> **DATA ENTRIES**
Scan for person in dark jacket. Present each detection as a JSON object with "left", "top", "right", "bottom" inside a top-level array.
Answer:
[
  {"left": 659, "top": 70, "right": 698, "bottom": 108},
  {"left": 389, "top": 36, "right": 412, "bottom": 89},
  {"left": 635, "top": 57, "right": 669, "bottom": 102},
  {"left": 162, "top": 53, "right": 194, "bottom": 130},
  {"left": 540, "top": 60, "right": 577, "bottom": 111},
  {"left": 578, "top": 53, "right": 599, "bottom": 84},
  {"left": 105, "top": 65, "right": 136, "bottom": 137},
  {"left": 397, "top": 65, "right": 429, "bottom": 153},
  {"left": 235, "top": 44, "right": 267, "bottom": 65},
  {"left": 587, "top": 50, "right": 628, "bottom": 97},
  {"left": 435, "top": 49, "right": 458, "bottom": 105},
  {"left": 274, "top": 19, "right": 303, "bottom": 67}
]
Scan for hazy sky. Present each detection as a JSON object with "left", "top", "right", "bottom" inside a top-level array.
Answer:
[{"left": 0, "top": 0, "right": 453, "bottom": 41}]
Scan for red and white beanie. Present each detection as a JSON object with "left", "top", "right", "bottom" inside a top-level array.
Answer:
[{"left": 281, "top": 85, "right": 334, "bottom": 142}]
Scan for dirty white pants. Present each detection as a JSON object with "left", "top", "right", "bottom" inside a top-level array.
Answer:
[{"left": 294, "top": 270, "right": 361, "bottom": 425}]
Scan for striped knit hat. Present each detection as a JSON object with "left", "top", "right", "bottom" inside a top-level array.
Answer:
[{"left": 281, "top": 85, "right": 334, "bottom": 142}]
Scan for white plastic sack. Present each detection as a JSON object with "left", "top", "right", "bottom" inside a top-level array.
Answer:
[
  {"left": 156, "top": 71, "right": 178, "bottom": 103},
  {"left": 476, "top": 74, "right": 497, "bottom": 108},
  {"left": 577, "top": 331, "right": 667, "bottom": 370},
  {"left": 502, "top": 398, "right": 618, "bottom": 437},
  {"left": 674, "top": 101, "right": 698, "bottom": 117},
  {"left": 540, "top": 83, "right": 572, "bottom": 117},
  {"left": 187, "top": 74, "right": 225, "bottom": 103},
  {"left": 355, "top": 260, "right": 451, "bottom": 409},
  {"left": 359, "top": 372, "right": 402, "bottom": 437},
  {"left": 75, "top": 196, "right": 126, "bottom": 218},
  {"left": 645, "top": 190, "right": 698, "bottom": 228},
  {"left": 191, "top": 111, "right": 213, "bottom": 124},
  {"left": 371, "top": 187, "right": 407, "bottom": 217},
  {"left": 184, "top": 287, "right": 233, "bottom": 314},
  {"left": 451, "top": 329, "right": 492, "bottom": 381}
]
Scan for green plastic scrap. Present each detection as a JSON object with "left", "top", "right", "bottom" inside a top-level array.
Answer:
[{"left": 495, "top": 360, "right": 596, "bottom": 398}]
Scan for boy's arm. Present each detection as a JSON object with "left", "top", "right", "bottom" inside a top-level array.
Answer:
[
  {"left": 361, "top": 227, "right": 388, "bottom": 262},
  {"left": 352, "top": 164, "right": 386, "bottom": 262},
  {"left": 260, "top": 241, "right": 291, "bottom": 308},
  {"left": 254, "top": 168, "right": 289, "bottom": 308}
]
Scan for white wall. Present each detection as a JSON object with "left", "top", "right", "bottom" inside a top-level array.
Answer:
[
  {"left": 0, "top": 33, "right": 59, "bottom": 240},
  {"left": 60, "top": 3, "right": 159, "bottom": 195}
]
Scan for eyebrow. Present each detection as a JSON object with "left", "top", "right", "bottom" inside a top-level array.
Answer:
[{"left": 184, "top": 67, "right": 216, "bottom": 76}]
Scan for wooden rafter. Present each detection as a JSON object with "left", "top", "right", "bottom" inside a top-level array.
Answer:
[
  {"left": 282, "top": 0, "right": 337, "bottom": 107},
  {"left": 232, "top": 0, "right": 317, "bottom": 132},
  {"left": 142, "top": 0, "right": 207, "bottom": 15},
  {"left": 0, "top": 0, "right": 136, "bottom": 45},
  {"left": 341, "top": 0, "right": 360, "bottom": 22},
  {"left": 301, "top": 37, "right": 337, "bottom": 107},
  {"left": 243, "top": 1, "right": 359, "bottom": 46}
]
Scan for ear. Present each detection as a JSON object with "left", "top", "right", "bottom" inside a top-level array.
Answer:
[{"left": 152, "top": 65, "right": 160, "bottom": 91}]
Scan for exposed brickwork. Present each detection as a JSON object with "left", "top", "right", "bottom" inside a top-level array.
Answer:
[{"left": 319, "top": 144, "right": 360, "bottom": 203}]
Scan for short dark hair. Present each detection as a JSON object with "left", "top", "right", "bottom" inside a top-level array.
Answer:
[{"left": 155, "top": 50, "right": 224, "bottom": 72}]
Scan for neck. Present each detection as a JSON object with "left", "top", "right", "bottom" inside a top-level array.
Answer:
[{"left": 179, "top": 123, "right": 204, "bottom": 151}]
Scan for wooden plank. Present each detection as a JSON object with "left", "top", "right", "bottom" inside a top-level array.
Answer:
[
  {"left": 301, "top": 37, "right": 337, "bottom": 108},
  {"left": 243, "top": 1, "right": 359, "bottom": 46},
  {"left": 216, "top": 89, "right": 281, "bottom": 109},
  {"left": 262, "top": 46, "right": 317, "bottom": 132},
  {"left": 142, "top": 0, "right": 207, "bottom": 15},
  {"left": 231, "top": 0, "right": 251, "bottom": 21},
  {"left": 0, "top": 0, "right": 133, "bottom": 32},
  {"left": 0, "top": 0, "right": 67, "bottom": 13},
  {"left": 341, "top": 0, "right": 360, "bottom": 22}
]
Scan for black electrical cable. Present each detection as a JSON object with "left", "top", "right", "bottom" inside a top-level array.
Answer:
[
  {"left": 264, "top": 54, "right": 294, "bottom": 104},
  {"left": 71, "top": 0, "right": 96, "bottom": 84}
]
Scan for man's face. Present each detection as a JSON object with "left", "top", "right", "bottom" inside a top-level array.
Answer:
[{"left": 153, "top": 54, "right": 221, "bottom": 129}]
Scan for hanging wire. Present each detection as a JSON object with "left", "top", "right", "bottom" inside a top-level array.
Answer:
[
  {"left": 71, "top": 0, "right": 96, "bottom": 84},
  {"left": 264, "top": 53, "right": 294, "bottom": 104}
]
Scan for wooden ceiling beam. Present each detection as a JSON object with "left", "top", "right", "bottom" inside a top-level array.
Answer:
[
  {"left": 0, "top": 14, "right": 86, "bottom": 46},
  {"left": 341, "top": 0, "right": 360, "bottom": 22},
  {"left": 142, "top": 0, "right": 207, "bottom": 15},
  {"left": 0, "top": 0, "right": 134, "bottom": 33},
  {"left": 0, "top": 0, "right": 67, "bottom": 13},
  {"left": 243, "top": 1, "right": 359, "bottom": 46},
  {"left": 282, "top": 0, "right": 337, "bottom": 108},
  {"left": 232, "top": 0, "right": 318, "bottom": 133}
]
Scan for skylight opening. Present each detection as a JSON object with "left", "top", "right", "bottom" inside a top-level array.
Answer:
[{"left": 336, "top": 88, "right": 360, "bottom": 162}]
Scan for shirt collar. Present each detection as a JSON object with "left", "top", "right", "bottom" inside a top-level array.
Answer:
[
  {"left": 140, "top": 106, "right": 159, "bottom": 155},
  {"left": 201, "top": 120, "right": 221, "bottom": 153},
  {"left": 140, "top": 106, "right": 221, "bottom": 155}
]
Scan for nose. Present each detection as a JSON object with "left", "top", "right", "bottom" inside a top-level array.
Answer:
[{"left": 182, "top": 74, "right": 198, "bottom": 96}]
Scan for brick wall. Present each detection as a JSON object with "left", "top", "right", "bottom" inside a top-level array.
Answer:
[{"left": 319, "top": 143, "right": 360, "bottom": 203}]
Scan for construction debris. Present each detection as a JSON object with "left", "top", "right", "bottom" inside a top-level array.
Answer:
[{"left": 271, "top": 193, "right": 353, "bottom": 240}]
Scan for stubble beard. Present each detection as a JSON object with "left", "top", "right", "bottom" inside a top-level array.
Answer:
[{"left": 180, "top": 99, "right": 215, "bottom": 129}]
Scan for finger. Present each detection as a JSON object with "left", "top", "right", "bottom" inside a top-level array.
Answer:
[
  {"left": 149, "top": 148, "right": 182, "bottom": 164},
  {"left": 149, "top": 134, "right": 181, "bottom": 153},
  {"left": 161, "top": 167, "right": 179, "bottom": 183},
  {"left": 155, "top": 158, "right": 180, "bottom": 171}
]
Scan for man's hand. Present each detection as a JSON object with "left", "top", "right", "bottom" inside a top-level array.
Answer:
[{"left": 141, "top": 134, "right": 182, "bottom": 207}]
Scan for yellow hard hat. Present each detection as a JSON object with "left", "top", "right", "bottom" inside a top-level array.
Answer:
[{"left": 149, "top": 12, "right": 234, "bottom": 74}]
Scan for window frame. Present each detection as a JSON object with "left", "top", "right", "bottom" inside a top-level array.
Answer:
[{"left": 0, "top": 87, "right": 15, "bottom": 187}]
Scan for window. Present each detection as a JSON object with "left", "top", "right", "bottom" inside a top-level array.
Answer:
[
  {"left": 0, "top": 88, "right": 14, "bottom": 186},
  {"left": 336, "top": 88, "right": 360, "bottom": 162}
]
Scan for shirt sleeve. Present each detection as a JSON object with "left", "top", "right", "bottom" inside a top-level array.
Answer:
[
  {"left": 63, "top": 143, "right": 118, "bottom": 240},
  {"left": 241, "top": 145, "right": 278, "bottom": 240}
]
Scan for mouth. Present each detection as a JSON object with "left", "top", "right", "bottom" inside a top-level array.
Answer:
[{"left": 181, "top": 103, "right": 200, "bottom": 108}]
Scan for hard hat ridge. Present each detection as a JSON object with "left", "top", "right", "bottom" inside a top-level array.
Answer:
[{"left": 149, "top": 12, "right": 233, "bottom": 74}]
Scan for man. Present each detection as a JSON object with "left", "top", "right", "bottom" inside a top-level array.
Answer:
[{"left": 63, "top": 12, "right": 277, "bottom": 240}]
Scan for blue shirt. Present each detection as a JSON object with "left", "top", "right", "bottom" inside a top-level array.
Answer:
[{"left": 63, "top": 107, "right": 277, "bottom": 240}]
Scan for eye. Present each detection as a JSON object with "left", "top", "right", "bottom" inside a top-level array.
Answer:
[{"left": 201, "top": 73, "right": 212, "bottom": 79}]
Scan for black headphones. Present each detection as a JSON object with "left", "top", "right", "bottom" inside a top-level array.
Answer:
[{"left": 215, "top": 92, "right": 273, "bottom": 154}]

> **TASK GOAL**
Locate every line in the listing above that contains the string "wall" and copy each one out in full. The match is case-sensitive.

> **TASK SOLUTION**
Scan for white wall. Present each detection as a JSON object with "left", "top", "right", "bottom" inside a top-level array.
Scan for brick wall. Present each detection as a JSON object with "left", "top", "right", "bottom" inside a top-level array.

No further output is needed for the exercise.